*Set exercise 1*. According to the MultiViewPhotometricLoss documentation below, what is the default value of ssim_loss_weight?

*Quoted text*.

-- Start --

MultiViewPhotometricLoss

class packnet_sfm.losses.multiview_photometric_loss.MultiViewPhotometricLoss(num_scales=4, ssim_loss_weight=0.85, occ_reg_weight=0.1, smooth_loss_weight=0.1, C1=0.0001, C2=0.0009, photometric_reduce_op='mean', disp_norm=True, clip_loss=0.5, progressive_scaling=0.0, padding_mode='zeros', automask_loss=False, **kwargs)[source]

Bases: packnet_sfm.losses.loss_base.LossBase

Self-Supervised multiview photometric loss. It takes two images, a depth map and a pose transformation to produce a reconstruction of one image from the perspective of the other, and calculates the difference between them

Parameters

num_scales (int) – Number of inverse depth map scalesto consider
ssim_loss_weight (float) – Weight for the SSIM loss
occ_reg_weight (float) – Weight for the occlusion regularization loss
smooth_loss_weight (float) – Weight for the smoothness loss
C1,C2 (float) – SSIM parameters
photometric_reduce_op (str) – Method to reduce the photometric loss
disp_norm (bool) – True if inverse depth is normalized for
clip_loss (float) – Threshold for photometric loss clipping
progressive_scaling (float) – Training percentage for progressive scaling (0.0 to disable)
padding_mode (str) – Padding mode for view synthesis
automask_loss (bool) – True if automasking is enabled for the photometric loss
kwargs (dict) – Extra parameters

SSIM(x, y, kernel_size=3)[source]

Calculates the SSIM (Structural SIMilarity) loss

Parameters

x,y (torch.Tensor [B,3,H,W]) – Input images
kernel_size (int) – Convolutional parameter

Returns

ssim – SSIM loss

Return type

torch.Tensor [1]

calc_photometric_loss(t_est, images)[source]

Calculates the photometric loss (L1 + SSIM) :param t_est: List of warped reference images in multiple scales :type t_est: list of torch.Tensor [B,3,H,W] :param images: List of original images in multiple scales :type images: list of torch.Tensor [B,3,H,W]

Returns: photometric_loss – Photometric loss
Return type: torch.Tensor [1]

calc_smoothness_loss(inv_depths, images)[source]

Calculates the smoothness loss for inverse depth maps.

Parameters

inv_depths (list of torch.Tensor [B,1,H,W]) – Predicted inverse depth maps for all scales
images (list of torch.Tensor [B,3,H,W]) – Original images for all scales

Returns

smoothness_loss – Smoothness loss

Return type

torch.Tensor [1]

forward(image, context, inv_depths, K, ref_K, poses, return_logs=False, progress=0.0)[source]

Calculates training photometric loss.

-- End --

*Record list*.
-- Start --

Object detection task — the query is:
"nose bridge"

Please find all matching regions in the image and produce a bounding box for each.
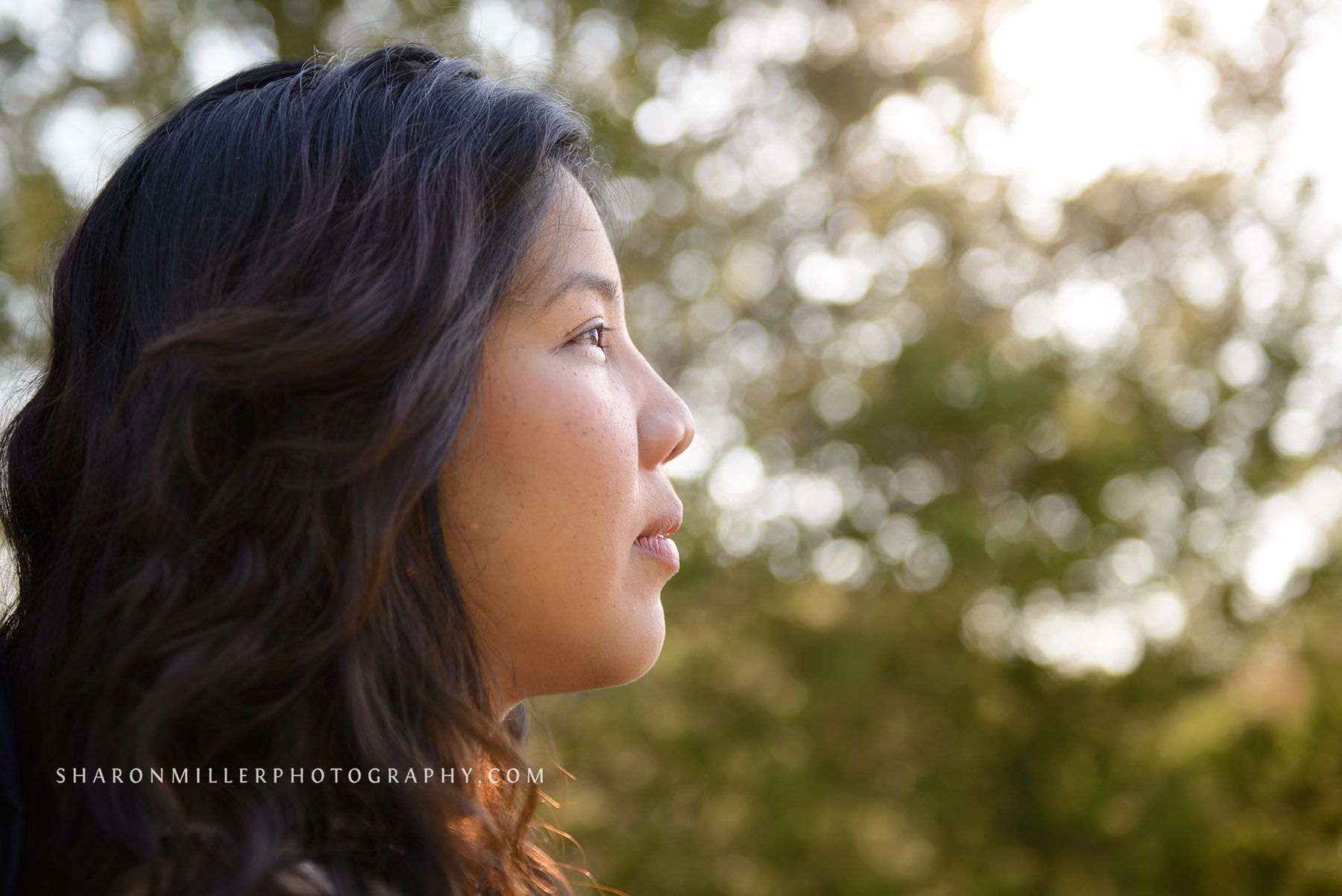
[639,353,694,468]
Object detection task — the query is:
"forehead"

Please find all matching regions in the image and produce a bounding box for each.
[514,171,620,314]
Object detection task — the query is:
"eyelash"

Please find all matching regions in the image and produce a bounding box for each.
[573,324,614,353]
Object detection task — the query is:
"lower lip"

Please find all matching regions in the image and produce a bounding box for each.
[634,535,681,570]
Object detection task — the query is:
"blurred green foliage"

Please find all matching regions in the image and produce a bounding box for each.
[0,0,1342,896]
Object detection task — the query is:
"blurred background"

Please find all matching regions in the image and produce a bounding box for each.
[0,0,1342,896]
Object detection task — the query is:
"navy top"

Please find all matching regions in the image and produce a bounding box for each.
[0,644,23,896]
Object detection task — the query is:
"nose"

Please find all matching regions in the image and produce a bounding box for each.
[639,361,694,470]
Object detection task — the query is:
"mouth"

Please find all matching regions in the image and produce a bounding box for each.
[634,502,681,570]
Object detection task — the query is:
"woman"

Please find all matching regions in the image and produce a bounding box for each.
[0,45,693,896]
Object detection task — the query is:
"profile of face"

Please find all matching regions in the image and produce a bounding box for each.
[441,171,694,711]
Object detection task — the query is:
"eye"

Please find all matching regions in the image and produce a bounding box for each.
[573,324,614,353]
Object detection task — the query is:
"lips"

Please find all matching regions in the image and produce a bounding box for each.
[634,502,683,570]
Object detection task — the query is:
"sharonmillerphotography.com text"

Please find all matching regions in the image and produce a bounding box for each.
[57,766,545,785]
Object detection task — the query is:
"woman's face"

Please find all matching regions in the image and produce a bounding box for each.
[443,173,694,711]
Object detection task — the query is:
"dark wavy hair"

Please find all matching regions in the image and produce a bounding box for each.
[0,44,600,896]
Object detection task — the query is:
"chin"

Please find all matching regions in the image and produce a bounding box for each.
[584,602,667,690]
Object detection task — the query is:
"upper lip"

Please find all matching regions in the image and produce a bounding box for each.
[639,500,684,538]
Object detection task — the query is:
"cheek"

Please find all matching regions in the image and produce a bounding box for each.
[482,371,637,552]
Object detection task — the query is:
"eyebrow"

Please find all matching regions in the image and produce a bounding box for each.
[544,271,624,309]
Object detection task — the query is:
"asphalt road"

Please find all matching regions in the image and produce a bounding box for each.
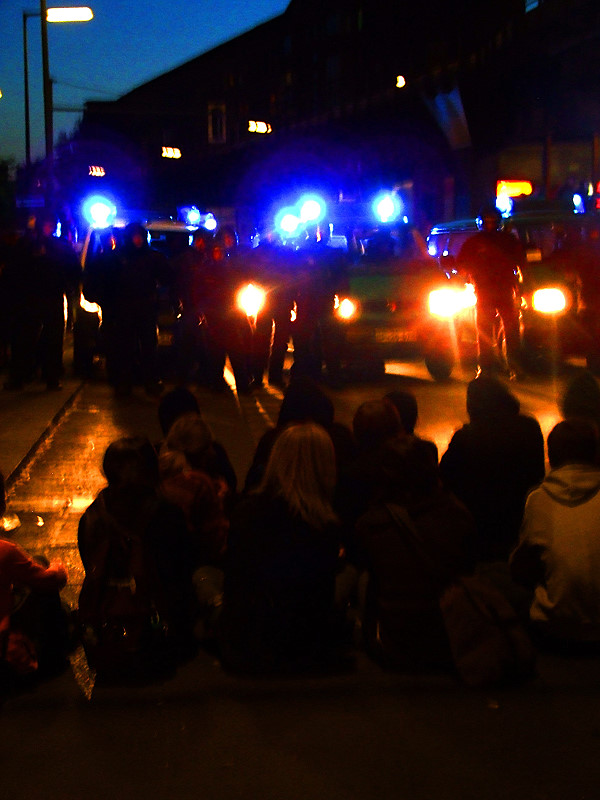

-- End --

*Set exercise 2*. Reproduce the records from their very first line through the line containing "[443,173,694,711]", with both ends included, and leave the pictures out.

*Worked answer 1*. 0.85

*Worked answer 2*.
Object detection task — the query is:
"nose bridge"

Please find all matching regions in the image and produce a bounding box for each.
[639,353,694,468]
Object detection task — the query is:
"forehead"

Please find all matching regions in the image and produce a bounding box for each.
[514,171,620,314]
Object detection task — the query is:
"eyelash"

Please find all matching regions in the image and produce a bounding box for each.
[573,324,614,353]
Object detection task — the query is:
"lower lip"

Please find all matching regions in the image and produce a bounding box for each.
[634,535,681,570]
Object detection task — the query is:
"blurred green foliage"

Please find all matching regions in the image and produce a bounding box for each.
[0,0,1342,896]
Object detection task — the query is:
"blurred background"

Please find all matching regions in the image and produce a bounding box for each.
[0,0,1342,896]
Object detection task — the query is:
"navy top"

Please find all matching regions in the image and produce a bounding box for each.
[0,644,23,896]
Object detection task — the query is:
"nose"

Please find all matching regions in the image and produce a bounding box for each.
[639,361,694,470]
Object detection task — the query is:
"mouth"

Please find all matching regions in the image and produce a bounding box for each.
[634,502,681,570]
Object detection task — the query is:
"woman"

Please find all matching regions in the image and produce a bounding box for each.
[0,45,693,896]
Object detection task — the query is:
"profile of face"

Please find all matching regions in the image and produce a bounding box for each.
[441,171,694,711]
Object detection task — the query is:
"eye"

Please find all matching regions in the image and produce a bounding box for each.
[573,324,614,353]
Object detection task — the query is:
"lips"

Please find all matching regions in the image and produce a bounding box for each.
[634,502,683,570]
Object detection task — the query is:
"sharonmillerphotography.com text"

Please find all matching regions in the image and produce a bounding box for each.
[57,766,545,785]
Object detection task — the query is:
"woman's face"

Please find all matching regions in the image and produce a bounding box for each.
[443,173,694,711]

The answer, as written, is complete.